• _REQUIREMENT A_
In the research profiles, what size are the large introductory biology lectures where Dr. Aguilar Roca studies active teaching?
• _REQUIREMENT B_
Reproduce verbatim the portion of the research profiles starting with "Dr. Reinkensmeyer is" and going on through "spinal cord injury.".

• _TEXT PASSAGE_
○ ○ ○ ○ ○ ○ ○

Dr. Daley works at the interface of biomechanics, neuromuscular physiology, and neuroscience, to understand how humans and animals achieve integrated function for stable and agile movement. Research in the Neuromechancis lab, directed by Dr Daley, focuses on revealing fundamental principles for the biomechanics and sensorimotor control of bipedal locomotion in humans and ground moving birds. Bipedal gaits pose unique challenges for balance and stability. We study transient, ‘non-steady’ locomotor tasks, such as acceleration, turning, and negotiating uneven terrain. These tasks increase the risks of falls, collisions, and injury. We use experimental measures of biomechanics, in vivo muscle-tendon function, and muscle activation patterns to understand how movement is coordinated to minimize risks while meeting performance demands. These studies aim to reveal general principles for agile and stable movement that inform human and animal health and welfare— including clinical gait assessment, treatment of movement disorders, rehabilitation strategies, and bio-inspired engineering of legged robots and mobility technology.
Director of Education
Dr. Aguilar Roca’s primary education research is focused on the development and assessment of inquiry-based modules for upper-division physiology labs. In addition to curriculum design, she is working with other laboratory instructors to develop a graduate TA training program that is specific to teaching laboratories. Her second area of research is the use of active teaching techniques in large introductory biology lectures (>400 students/section). Although ideas for active teaching are abundant, few have been experimentally tested in an ecologically relevant setting. One specific strategy that she is pursuing is the use of a hybrid class format (i.e. some course content is converted into an online activity) in order to incorporate problem-solving and critical thinking exercises into class time
Dr. Azizi’s research is focused broadly on the physiology and mechanics of movement. Work in his lab strives to understand how the basic properties of skeletal muscle have been shaped by evolution and how shifts in these properties affect neuromuscular health and performance.
Dr. Reinkensmeyer is interested in robotics, wearable sensors, and computational neuroscience for movement rehabilitation focused on persons who have experienced a stroke. His group designs innovative rehabilitation technologies based on an understanding of neuromuscular control and plasticity mechanisms. Developing improved rehabilitation technology not only helps people with disabilities improve their movement ability, but also enhances scientific understanding of motor learning and use-dependent plasticity, which can, in turn, help us invent more effective, clinically useful technologies and therapies. His group is also using such technologies, along with computational models of neuro-recovery, to help assess and enhance emerging neuro-repair therapies after stroke and spinal cord injury.

○ ○ ○ ○ ○ ○ ○

• _EXTRACTED DATA_
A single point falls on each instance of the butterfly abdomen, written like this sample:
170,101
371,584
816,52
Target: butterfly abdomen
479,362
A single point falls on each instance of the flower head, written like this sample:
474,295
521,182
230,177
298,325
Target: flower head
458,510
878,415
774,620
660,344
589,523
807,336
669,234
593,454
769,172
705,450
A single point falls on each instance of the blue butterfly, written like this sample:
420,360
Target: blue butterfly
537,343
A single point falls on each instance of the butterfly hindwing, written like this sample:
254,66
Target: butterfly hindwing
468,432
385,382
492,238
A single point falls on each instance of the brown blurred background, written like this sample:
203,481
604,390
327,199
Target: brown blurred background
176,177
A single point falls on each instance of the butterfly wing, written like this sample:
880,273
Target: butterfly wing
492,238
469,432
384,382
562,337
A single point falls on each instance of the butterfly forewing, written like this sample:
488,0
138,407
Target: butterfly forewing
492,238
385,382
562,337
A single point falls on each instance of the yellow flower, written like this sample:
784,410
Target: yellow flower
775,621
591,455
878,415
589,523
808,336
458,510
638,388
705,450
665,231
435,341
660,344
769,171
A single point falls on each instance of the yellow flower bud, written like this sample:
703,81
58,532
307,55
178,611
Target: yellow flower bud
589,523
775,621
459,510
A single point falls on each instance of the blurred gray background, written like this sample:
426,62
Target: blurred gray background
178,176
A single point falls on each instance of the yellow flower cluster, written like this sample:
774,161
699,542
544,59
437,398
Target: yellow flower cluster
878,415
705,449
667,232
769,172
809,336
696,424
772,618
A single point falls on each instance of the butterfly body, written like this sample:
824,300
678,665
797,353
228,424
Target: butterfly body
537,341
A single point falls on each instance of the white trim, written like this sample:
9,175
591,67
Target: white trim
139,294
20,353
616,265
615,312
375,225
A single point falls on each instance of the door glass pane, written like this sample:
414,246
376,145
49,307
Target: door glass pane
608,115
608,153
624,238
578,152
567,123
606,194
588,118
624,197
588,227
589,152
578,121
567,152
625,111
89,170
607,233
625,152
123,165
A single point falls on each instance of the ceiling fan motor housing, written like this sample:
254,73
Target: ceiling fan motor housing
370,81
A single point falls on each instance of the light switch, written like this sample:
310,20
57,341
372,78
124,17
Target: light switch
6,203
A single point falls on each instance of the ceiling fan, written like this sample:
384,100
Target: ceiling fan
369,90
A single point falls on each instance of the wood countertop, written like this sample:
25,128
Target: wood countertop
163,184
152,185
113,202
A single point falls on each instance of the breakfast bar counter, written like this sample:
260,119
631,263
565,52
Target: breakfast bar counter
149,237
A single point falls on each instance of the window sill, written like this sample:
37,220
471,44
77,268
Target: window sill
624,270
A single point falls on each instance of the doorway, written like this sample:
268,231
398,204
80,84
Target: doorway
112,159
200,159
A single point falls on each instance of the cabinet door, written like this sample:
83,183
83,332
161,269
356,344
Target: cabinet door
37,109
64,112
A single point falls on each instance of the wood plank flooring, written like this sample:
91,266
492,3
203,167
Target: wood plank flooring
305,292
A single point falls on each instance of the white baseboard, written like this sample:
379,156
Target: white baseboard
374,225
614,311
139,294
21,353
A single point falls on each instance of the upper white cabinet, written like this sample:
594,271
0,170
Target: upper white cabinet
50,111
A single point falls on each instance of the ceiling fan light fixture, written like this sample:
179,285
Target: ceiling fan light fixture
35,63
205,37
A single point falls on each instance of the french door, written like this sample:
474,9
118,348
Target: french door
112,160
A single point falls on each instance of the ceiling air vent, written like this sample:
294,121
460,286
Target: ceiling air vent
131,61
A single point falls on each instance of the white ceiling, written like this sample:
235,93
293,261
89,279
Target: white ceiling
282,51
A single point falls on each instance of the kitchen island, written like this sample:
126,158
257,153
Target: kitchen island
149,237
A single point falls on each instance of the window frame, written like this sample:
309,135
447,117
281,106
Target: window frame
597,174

○ ○ ○ ○ ○ ○ ○

• _TASK RESPONSE A_
More than 400 students per section.

• _TASK RESPONSE B_
Dr. Reinkensmeyer is interested in robotics, wearable sensors, and computational neuroscience for movement rehabilitation focused on persons who have experienced a stroke. His group designs innovative rehabilitation technologies based on an understanding of neuromuscular control and plasticity mechanisms. Developing improved rehabilitation technology not only helps people with disabilities improve their movement ability, but also enhances scientific understanding of motor learning and use-dependent plasticity, which can, in turn, help us invent more effective, clinically useful technologies and therapies. His group is also using such technologies, along with computational models of neuro-recovery, to help assess and enhance emerging neuro-repair therapies after stroke and spinal cord injury.